Dir. Raoul Peck. Narração de Samuel L. Jackson
Uma discussão atual, forte e necessária a partir da visão que James Baldwin deixou expressa em seu livro inacabado, onde discute a história da repressão social e política dos negros estadunidenses a partir do pensamento de alguns de seus líderes fundadores: Medgar Evers, Malcolm X, Martin Luther King Jr. O diretor avança e enlaça as questões postas por Baldwin e traça um largo roteiro da opressão ao negro, mas que baliza o problema do preconceito que não tem fronteiras, nem bandeiras - tudo que aqui se diz sobre a intolerância naquele país, serve para todos nós, anywhere.
Lion
Dir. Garth Davis. Com Dev Patel, Rooney Mara, Nicole Kidman
Narra-se aqui a jornada de uma criança que se perde do irmão numa estação de trem na India, será adotada por um casal não muito jovem, e antes de entrar para a Universidade decide fazer o percurso em busca de sua origem. Gostei muito do trabalho de Dev Patel, que virou um ator com letra maiúscula nesse filme, para mim, que o conheço de alguns outros poucos, e bons. A história é ótima, bem conduzida, os personagens estão todos muito bem, mas Patel e o menino destacam-se, por expressivos e convincentes.

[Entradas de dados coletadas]
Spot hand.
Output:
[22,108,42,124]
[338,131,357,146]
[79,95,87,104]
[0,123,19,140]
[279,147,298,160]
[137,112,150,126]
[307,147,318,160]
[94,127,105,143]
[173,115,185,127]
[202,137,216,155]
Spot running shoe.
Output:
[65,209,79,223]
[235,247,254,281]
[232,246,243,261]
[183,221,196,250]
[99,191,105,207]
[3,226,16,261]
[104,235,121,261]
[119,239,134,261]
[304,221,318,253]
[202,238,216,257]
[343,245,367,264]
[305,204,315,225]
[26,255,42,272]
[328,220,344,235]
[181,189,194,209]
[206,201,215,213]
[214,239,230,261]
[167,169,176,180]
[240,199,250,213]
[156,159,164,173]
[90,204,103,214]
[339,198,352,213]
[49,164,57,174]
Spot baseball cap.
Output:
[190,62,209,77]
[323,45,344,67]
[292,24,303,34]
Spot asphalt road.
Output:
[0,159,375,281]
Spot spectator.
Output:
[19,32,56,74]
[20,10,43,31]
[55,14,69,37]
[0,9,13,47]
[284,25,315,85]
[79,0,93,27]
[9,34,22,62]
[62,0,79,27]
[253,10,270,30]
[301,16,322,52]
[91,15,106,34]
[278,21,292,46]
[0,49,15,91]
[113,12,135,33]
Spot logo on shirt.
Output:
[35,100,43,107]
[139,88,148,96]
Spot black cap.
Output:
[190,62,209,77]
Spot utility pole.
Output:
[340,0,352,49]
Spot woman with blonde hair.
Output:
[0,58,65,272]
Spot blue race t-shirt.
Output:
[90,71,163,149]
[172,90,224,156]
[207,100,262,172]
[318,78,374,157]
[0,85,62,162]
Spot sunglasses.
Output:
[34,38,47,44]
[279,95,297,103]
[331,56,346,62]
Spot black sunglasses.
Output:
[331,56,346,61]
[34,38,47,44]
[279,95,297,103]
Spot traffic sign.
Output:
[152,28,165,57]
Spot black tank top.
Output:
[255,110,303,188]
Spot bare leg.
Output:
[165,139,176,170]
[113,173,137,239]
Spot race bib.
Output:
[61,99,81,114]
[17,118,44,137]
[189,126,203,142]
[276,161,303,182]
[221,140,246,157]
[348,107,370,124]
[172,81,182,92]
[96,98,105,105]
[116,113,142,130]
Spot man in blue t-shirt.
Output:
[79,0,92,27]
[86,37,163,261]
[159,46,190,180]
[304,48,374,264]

** Aplique a leitura **
A) Enumere todos os líderes fundadores dos negros estadunidenses mencionados nas resenhas de filmes.
B) Reproduza fielmente o trecho das resenhas de filmes que começa nas palavras "Dir. Raoul Peck." e termina após as palavras "todos nós, anywhere.".
C) Dê continuidade às resenhas de filmes a partir do ponto em que terminam.
Os registros constituem material à parte, independente das resenhas de filmes.

** Respostas por tarefa **
A) Medgar Evers, Malcolm X, Martin Luther King Jr.

B)
Dir. Raoul Peck. Narração de Samuel L. Jackson
Uma discussão atual, forte e necessária a partir da visão que James Baldwin deixou expressa em seu livro inacabado, onde discute a história da repressão social e política dos negros estadunidenses a partir do pensamento de alguns de seus líderes fundadores: Medgar Evers, Malcolm X, Martin Luther King Jr. O diretor avança e enlaça as questões postas por Baldwin e traça um largo roteiro da opressão ao negro, mas que baliza o problema do preconceito que não tem fronteiras, nem bandeiras - tudo que aqui se diz sobre a intolerância naquele país, serve para todos nós, anywhere.

C)
A espera.
Dir. Piero Messina. Com Juliette Binoche, Lou de Laâge.
Gostei muito do clima claustrofóbico desse drama, em que Juliette Binoche vive de modo contido e, por isso mesmo, exacerbado, a dor de uma mãe que perdeu o filho e recebe a visita da namorada dele, que o espera sem saber que ele não virá. A protagonista compartilha de uma forma tensa e ambígua essa ausência com a moça, e as lacunas em tudo - na casa, nas conversas, no que se diz e no que se cala - caminham de mãos dadas com a vulnerabilidade e o desalento de tão vasta perda. Um filme que me tocou forte.

Dir. Maren Ade. Com Peter Sominischek, Sandra Hüller, Machael Wittenborn.
Achei o filme muito bom, naquele seu modo estranho de apresentar um pai que ama e vive de forma excêntrica sua relação com a filha, num momento em que ele está um tanto à deriva na vida, quando vai procurá-la. Acho que é dessa deriva que ele vai aos poucos aumentando o tom de sua existência, como um som que precisa se tornar audível, e vai aumentando e com isso o ruído aparece, na forma de comportamentos bizarros, estranhos, excêntricos, mas que são extremamente humanos, no sentido de o espectador compreender, aceitar e se tornar cúmplice daqueles excessos. A vida, às vezes, precisa zumbir pra gente entender os sons todos, sua bizarrice. A filha demora a 'ouvi-lo', ou a vê-lo, ou a compreendê-lo - mas no fim, ela acerta a melodia. Só acho que se tudo tivesse sido reduzido em mais de meia hora ficaria melhor ainda.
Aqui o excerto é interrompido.